**READING TEXT**

Voice of the Customer (VoC)
Zia analyzes customer conversations and deduces what exactly the customers intend to communicate with you. Zia combines customers' feedback with their profiles to segregate them demographically. This enables you to understand which type of customers has what kind of needs. Using these insights, you can implement appropriate strategies to provide personalized solutions to your customers.
Each customer record in your CRM will have associated VoC data, that denote the feelings of a particular customer in their emails, surveys, support tickets, and so on. VoC dashboards are classified into the following categories:
Response-based sentiment analysis - Use 15+ dashboards to understand prevalent customer emotions and identify excessive negative emotions.
Sentiment-based profile analysis - Use 21 charts to analyze and categorize customers as promoters or detractors based on emotions and intent, and identify churn trends and keywords used by customers that may indicate an impending loss of business.
Competitor analysis - Gain insights into your customers' emotions about your business versus those about your competitors.
Survey comparison - Get customer response and emotion analyses of top survey keywords to discover customer delights and disappointments.
Cross-sell analytics - Peruse 25+ charts that provide suggestions about products and services based on respective customer sentiments identified through interactions and actions. Use these insights to determine upsellable prospects and products or services for cross-selling.
Segmentation analytics - Segment customers across five charts using RFM scoring labels based on their recent purchases (R), frequent purchases (F), and monetary value (M) to analyze customer behavior.
Various charts and graphs are part of the dashboards for the aforementioned categories, namely:
- Pie charts and donut charts
- Line graphs
- Bar graphs—single, multi, stacked
- Cohorts
- Quadrants
- Waterfalls
- Gauge charts/dial charts
- Anomaly dashboards
- Word clouds and tables
- Sankey charts
- Marimeko charts
Imagine you teach and manage an online course. You try to analyze the various kinds of responses you have received for your course. You can use the below charts to get an overall view of customer responses to your course.
From the above graphs, you can see that there is a significant number of negative sentiments and complaints related to your course. You can look into the complaints and resolve them accordingly.

**PROVIDED MATERIAL**

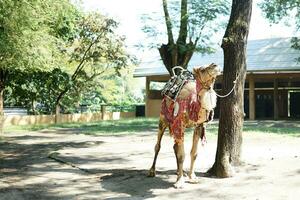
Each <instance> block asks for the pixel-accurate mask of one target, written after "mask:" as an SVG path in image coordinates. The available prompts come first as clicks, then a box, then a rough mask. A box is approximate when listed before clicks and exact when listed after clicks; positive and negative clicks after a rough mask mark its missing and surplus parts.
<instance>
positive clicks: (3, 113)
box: [0, 69, 7, 137]
mask: <svg viewBox="0 0 300 200" xmlns="http://www.w3.org/2000/svg"><path fill="white" fill-rule="evenodd" d="M6 78H7V72H6V71H5V70H3V69H0V137H1V136H2V135H3V128H4V127H3V126H4V97H3V93H4V89H5V80H6Z"/></svg>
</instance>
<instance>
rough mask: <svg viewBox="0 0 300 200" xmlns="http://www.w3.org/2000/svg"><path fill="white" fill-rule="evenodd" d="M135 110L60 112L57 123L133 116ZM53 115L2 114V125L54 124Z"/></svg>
mask: <svg viewBox="0 0 300 200" xmlns="http://www.w3.org/2000/svg"><path fill="white" fill-rule="evenodd" d="M134 117H135V112H104V113H101V112H100V113H81V114H60V115H59V116H58V118H57V120H58V123H71V122H94V121H101V120H118V119H125V118H134ZM54 123H55V115H7V116H4V126H9V125H39V124H54Z"/></svg>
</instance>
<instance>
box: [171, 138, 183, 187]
mask: <svg viewBox="0 0 300 200" xmlns="http://www.w3.org/2000/svg"><path fill="white" fill-rule="evenodd" d="M173 148H174V152H175V156H176V161H177V180H176V183H175V184H174V186H175V187H176V188H183V187H184V177H183V162H184V158H185V153H184V145H183V142H181V143H177V142H175V144H174V147H173Z"/></svg>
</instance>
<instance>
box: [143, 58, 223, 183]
mask: <svg viewBox="0 0 300 200" xmlns="http://www.w3.org/2000/svg"><path fill="white" fill-rule="evenodd" d="M193 75H194V79H195V80H194V81H186V82H185V84H184V85H183V86H182V88H181V90H180V91H179V93H178V96H177V98H176V99H175V100H174V99H170V98H169V97H168V96H165V97H164V98H163V100H162V107H161V113H160V118H159V128H158V135H157V142H156V145H155V154H154V160H153V164H152V166H151V168H150V170H149V174H148V176H149V177H154V176H155V165H156V160H157V156H158V153H159V150H160V147H161V139H162V136H163V134H164V132H165V130H166V128H167V127H168V128H169V132H170V134H171V135H172V136H173V138H174V146H173V149H174V153H175V157H176V161H177V180H176V182H175V184H174V186H175V188H183V187H184V184H185V181H184V176H183V162H184V158H185V152H184V130H185V128H189V127H195V128H194V134H193V144H192V149H191V152H190V156H191V163H190V170H189V173H188V178H189V182H191V183H197V182H198V178H197V177H196V175H195V172H194V163H195V160H196V157H197V148H198V142H199V139H200V138H201V140H205V126H206V124H207V123H208V122H209V121H211V120H212V118H213V109H214V108H215V106H216V98H217V97H216V93H215V92H214V90H213V85H214V82H215V80H216V77H217V76H218V75H220V69H219V67H218V66H217V65H216V64H214V63H212V64H210V65H208V66H206V67H196V68H194V69H193Z"/></svg>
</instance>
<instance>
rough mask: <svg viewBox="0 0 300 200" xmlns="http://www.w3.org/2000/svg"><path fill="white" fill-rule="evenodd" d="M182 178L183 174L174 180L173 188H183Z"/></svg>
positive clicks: (182, 179)
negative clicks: (174, 180) (178, 177)
mask: <svg viewBox="0 0 300 200" xmlns="http://www.w3.org/2000/svg"><path fill="white" fill-rule="evenodd" d="M184 185H185V184H184V178H183V176H182V177H180V178H179V179H178V180H177V181H176V183H175V184H174V187H175V188H177V189H182V188H184Z"/></svg>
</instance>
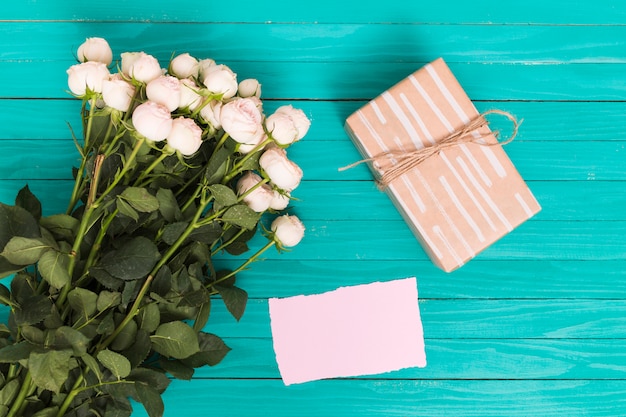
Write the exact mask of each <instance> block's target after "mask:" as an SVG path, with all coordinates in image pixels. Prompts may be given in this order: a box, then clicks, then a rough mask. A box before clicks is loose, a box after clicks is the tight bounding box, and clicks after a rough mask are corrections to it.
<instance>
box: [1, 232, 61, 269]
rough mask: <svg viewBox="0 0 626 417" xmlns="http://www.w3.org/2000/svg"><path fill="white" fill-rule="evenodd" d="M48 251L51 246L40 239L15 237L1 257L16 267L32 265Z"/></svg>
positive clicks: (3, 252)
mask: <svg viewBox="0 0 626 417" xmlns="http://www.w3.org/2000/svg"><path fill="white" fill-rule="evenodd" d="M48 249H50V245H48V244H47V243H45V242H44V241H43V240H41V239H40V238H28V237H21V236H15V237H13V238H11V240H9V242H8V243H7V244H6V246H5V247H4V250H3V251H2V253H1V254H0V255H2V256H3V257H4V258H6V259H7V260H8V261H9V262H11V263H13V264H16V265H32V264H34V263H35V262H37V261H38V260H39V258H41V255H42V254H43V253H44V252H45V251H47V250H48Z"/></svg>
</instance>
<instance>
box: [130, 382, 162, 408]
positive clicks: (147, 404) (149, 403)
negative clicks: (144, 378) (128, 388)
mask: <svg viewBox="0 0 626 417" xmlns="http://www.w3.org/2000/svg"><path fill="white" fill-rule="evenodd" d="M135 390H136V391H137V397H139V398H138V399H139V402H140V403H141V404H142V405H143V407H144V408H145V409H146V412H147V413H148V416H149V417H162V416H163V411H164V410H165V406H164V405H163V399H162V398H161V394H159V393H158V392H157V390H155V389H154V388H152V387H151V386H150V385H148V384H145V383H143V382H139V381H137V382H135Z"/></svg>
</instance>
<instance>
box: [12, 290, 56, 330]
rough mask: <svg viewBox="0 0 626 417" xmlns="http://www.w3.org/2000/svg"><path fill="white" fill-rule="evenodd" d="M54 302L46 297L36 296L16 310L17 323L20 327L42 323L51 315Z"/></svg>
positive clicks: (22, 303)
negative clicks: (38, 323) (52, 302)
mask: <svg viewBox="0 0 626 417" xmlns="http://www.w3.org/2000/svg"><path fill="white" fill-rule="evenodd" d="M51 310H52V301H50V299H49V298H48V297H46V296H45V295H35V296H32V297H29V298H27V299H26V300H25V301H24V302H21V303H20V305H19V307H17V308H15V310H14V313H15V323H16V324H17V325H19V326H23V325H27V324H37V323H41V322H42V321H43V320H44V319H45V318H46V317H47V316H48V315H50V314H51Z"/></svg>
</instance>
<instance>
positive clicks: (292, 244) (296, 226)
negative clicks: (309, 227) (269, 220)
mask: <svg viewBox="0 0 626 417" xmlns="http://www.w3.org/2000/svg"><path fill="white" fill-rule="evenodd" d="M270 228H271V230H272V232H274V240H275V241H276V242H277V243H278V244H279V245H281V246H284V247H292V246H296V245H297V244H298V243H300V241H301V240H302V238H303V237H304V224H302V222H301V221H300V219H298V218H297V217H296V216H289V215H287V214H285V215H284V216H279V217H277V218H276V219H275V220H274V221H273V222H272V225H271V226H270Z"/></svg>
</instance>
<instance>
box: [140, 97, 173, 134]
mask: <svg viewBox="0 0 626 417" xmlns="http://www.w3.org/2000/svg"><path fill="white" fill-rule="evenodd" d="M133 125H134V126H135V129H136V130H137V132H139V133H140V134H141V135H143V136H144V137H145V138H146V139H148V140H150V141H153V142H160V141H162V140H163V139H165V138H166V137H167V136H168V135H169V134H170V131H171V130H172V114H171V113H170V112H169V110H168V109H167V107H165V106H163V105H162V104H158V103H155V102H153V101H146V102H145V103H143V104H140V105H139V106H137V108H136V109H135V111H133Z"/></svg>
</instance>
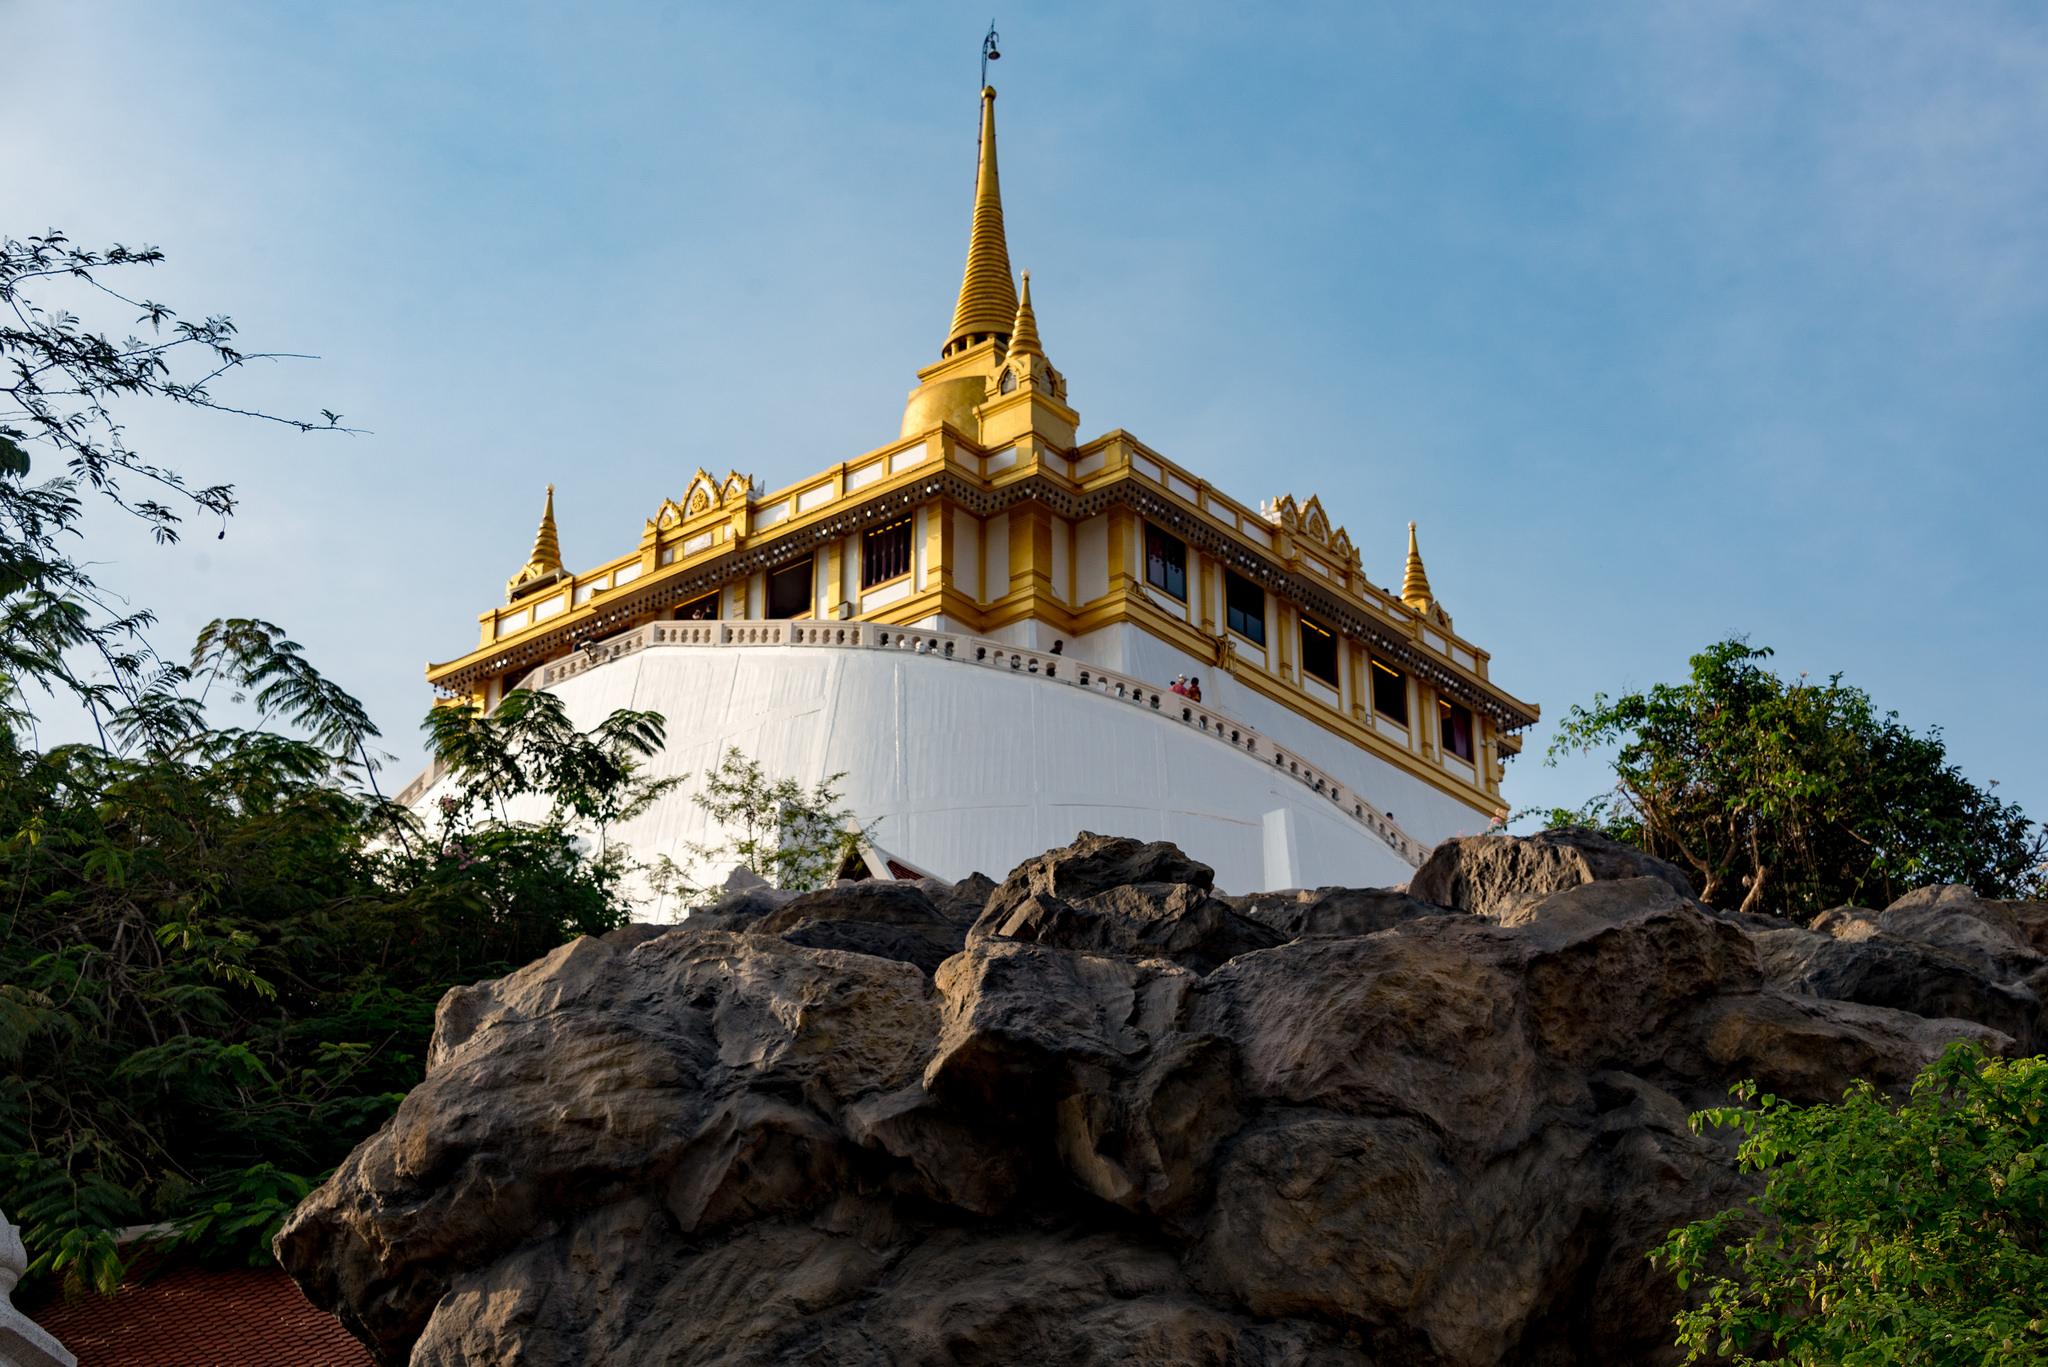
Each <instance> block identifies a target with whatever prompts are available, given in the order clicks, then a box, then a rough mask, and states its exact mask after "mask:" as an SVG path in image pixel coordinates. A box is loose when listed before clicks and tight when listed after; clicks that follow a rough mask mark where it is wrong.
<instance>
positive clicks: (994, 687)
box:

**REQUIRED TASKS**
a) Summarize the Voice of the Customer text in two sentences.
b) Continue the Voice of the Customer text from the point where it stops.

**ANSWER SET**
a) Zia analyzes customer conversations and combines customers' feedback with their profiles, so you can understand what kinds of needs different types of customers have and provide personalized solutions. VoC dashboards fall into six categories (response-based sentiment analysis, sentiment-based profile analysis, competitor analysis, survey comparison, cross-sell analytics, and segmentation analytics), and they include various charts and graphs such as pie charts, line graphs, word clouds, and Sankey charts.

b)
Let's consider you sell smartwatches. You have recently launched 2 new models in the same price segment and run surveys for both the models. You want to compare customer sentiment on both your models to plan further business strategies. You can use the Sentiment in Surveys graph that derives data from the earlier surveys you had conducted.
From this chart you can see that despite the lesser number of total customers, the number of negative sentiments is more in Zylker S100 model. This way you can look into what went wrong in the S100 model compared to the S110 and incorporate necessary changes.
Custom AI - QuickML
QuickML is a no-code machine learning pipeline builder service offered by Zoho Catalyst to build, test, deploy, and monitor ML models for various business requirements. It offers you pre-built ML algorithms, operations and data pre-processing techniques which you can connect with datasets and build your own ML models. You can leverage all these functionalities with no coding involved. Zoho CRM can be used as one of the sources of data connector that can import data into QuickML for training and further processing.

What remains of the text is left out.